Given request 1: Please say whether each statement agrees with the excerpt about the President's remarks, answering yes or no and quoting the deciding words. (a) The President planned to set out an agenda in Prague for a world without nuclear weapons. (b) The President said the terrorists who struck London and New York plotted only in distant caves. (c) Anaxamène Dimitriadès asked about the global economic downturn.
Given request 2: In one to three sentences, explain why the excerpt about the President's remarks says the economic crisis has shown our interdependence.
Given request 3: Write the next part of the excerpt about the President's remarks, picking up after the question on the war on terror.

Text section:
#####

Before taking questions, though, the President spoke about his own views on the opportunities and necessities of international cooperation in the 21st Century, beginning with a new commitment to eliminating the existential threat of nuclear arms:
Even with the Cold War now over, the spread of nuclear weapons or the theft of nuclear material could lead to the extermination of any city on the planet. And this weekend in Prague, I will lay out an agenda to seek the goal of a world without nuclear weapons. (Applause.)
We also know that the pollution from cars in Boston or from factories in Beijing are melting the ice caps in the Arctic, and that that will disrupt weather patterns everywhere. The terrorists who struck in London, in New York, plotted in distant caves and simple apartments much closer to your home. And the reckless speculation of bankers that has new fueled a global economic downturn that's inflicting pain on workers and families is happening everywhere all across the globe.
The economic crisis has proven the fact of our interdependence in the most visible way yet. Not more than a generation ago, it would have been difficult to imagine that the inability of somebody to pay for a house in Florida could contribute to the failure of the banking system in Iceland. Today what's difficult to imagine is that we did not act sooner to shape our future.
While acknowledging that there was plenty of blame to go around, the President also confronted the "insidious" nature of anti-Americanism that has at times taken hold in various parts of the world. During the question-and-answer period he spoke to an issue at the heart of trans-Atlantic relations, raised by a young man named Anaxamène Dimitriadès:
Q I just want to know what do you expect from the French and the European countries regarding the war on terror?

#####

Dataset extract:
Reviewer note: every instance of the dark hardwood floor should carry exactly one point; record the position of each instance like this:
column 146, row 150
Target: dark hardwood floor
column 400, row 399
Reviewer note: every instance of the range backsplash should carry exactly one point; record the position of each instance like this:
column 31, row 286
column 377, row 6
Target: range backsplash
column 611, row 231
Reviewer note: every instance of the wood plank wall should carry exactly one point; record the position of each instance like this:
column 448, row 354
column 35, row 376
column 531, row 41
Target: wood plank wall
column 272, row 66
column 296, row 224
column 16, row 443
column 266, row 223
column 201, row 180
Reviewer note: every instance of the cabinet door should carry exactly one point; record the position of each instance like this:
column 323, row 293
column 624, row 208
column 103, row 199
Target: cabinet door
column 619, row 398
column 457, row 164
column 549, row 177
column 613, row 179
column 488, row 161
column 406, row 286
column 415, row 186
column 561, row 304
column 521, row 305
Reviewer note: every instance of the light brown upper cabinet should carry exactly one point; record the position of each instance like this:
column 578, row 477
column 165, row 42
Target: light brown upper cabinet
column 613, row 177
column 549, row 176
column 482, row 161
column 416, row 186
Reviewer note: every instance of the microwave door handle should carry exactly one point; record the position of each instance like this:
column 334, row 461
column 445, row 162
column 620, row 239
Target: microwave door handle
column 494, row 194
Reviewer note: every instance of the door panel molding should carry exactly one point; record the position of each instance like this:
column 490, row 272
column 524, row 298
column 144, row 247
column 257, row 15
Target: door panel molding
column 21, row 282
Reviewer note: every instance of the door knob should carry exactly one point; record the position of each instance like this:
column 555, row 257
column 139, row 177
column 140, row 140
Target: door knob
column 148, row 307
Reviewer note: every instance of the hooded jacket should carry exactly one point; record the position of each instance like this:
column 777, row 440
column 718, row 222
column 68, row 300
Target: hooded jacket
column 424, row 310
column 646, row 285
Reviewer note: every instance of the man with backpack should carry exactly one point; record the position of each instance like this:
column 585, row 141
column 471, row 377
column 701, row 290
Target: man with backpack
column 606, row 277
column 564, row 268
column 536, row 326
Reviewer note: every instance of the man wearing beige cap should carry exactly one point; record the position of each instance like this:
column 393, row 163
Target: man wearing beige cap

#####

Right answer 1:
(a) Yes: "this weekend in Prague, I will lay out an agenda to seek the goal of a world without nuclear weapons."
(b) No: "plotted in distant caves and simple apartments much closer to your home."
(c) No: "what do you expect from the French and the European countries regarding the war on terror?"

Right answer 2: The economic crisis has made that interdependence visible. Someone's inability to pay for a house in Florida could contribute to the failure of the banking system in Iceland, which would have been hard to imagine not more than a generation ago.

Right answer 3:
PRESIDENT OBAMA: Good. That's a good question. Look, I think that over the last seven, eight years, as I said in my speech, a lot of tensions have developed between the United States and Europe. And one of the legacies, I hope, from my administration is, is that we start bringing our historic alliance back together in a much more effective way.
Now, that doesn't mean that we're not going to have honest disagreements. All countries have disagreements between themselves. But I think that we can work much more effectively and cooperatively, and maintain that core trust that we have towards each other.
Nowhere have we seen more suspicion than around questions of war and peace and how we respond to terrorism. When 9/11 happened, Europe responded as a true friend would respond to the United States, saying, "We are all Americans." All of us have a stake in ensuring that innocent people who were just going about their business, going to work, suddenly find themselves slaughtered -- all of us have an interest in preventing that kind of vicious, evil act.
But after the initial NATO engagement in Afghanistan, we got sidetracked by Iraq, and we have not fully recovered that initial insight that we have a mutual interest in ensuring that organizations like al Qaeda cannot operate. And I think that it is important for Europe to understand that even though I'm now President and George Bush is no longer President, al Qaeda is still a threat, and that we cannot pretend somehow that because Barack Hussein Obama got elected as President, suddenly everything is going to be okay.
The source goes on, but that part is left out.